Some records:
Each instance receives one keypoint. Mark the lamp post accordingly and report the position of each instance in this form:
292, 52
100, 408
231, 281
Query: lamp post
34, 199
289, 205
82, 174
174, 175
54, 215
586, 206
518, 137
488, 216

What the task asks: Reproduce the listing above verbatim, keeping every line unchanged and in the same order.

Exercise response:
Each instance receives one keypoint. Mark the lamp post accordingly and report the position of each instance in this form:
292, 52
100, 408
231, 281
Query: lamp post
34, 199
289, 205
82, 174
174, 175
54, 215
586, 206
518, 137
488, 216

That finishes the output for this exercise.